• [WHAT YOU HAVE TO DO]
Copy the records below word for word, from the line containing "Tag the stone block" through the final line, including both of those lines.

────────

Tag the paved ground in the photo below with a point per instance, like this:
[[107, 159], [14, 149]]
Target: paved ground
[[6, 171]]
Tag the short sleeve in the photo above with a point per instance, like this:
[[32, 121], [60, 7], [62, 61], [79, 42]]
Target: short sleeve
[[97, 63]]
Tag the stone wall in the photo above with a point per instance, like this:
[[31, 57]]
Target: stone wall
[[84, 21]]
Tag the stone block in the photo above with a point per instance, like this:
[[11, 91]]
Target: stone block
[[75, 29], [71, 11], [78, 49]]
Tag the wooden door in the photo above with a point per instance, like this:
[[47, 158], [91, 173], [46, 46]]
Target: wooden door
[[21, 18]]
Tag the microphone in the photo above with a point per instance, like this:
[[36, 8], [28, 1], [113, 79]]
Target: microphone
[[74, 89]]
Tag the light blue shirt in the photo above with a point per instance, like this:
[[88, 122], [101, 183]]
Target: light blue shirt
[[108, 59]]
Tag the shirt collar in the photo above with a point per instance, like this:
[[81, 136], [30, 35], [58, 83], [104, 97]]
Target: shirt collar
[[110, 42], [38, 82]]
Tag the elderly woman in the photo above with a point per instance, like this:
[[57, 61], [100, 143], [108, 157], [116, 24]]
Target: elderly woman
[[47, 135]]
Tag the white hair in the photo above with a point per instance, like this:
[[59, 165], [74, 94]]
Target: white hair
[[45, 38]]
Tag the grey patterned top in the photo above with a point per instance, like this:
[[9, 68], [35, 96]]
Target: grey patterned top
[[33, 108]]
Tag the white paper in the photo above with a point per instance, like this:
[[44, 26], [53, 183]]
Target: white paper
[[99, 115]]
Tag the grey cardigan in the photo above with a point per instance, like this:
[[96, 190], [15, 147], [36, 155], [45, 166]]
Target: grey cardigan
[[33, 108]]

────────

• [RESULT]
Tag the stone block in the photo above with a point per instance, like this:
[[11, 91]]
Target: stone block
[[75, 29], [71, 11], [78, 49]]
Tag the wooden door in the photo above with a point per instance, like this:
[[47, 158], [91, 173], [46, 46]]
Target: wooden door
[[21, 18]]
Tag the microphone in the photo above with a point per instance, like this:
[[36, 8], [28, 1], [113, 79]]
Target: microphone
[[74, 89]]
Tag the light blue shirt in the photo above with a point per instance, like this:
[[88, 122], [101, 183]]
Target: light blue shirt
[[108, 59]]
Tag the shirt collar in the photo above with a point per instance, like this:
[[81, 136], [30, 35], [58, 83], [104, 97]]
Target: shirt collar
[[110, 42], [38, 82]]
Tag the elderly woman in the photo above with a point per instance, like this:
[[57, 61], [100, 143], [108, 157], [116, 24]]
Target: elderly woman
[[47, 135]]
Tag the white hair in the photo above with a point per instance, like this:
[[59, 165], [74, 94]]
Target: white hair
[[45, 38]]
Tag the grey patterned top in the photo above with a point per instance, like this:
[[9, 68], [35, 96]]
Target: grey patterned top
[[33, 108]]
Tag the white paper in the photo above with a point per instance, like this:
[[44, 26], [53, 183]]
Target: white paper
[[99, 115]]
Tag the grey cardigan in the photo above with a point per instance, like this:
[[96, 190], [15, 147], [36, 155], [45, 166]]
Target: grey cardigan
[[33, 108]]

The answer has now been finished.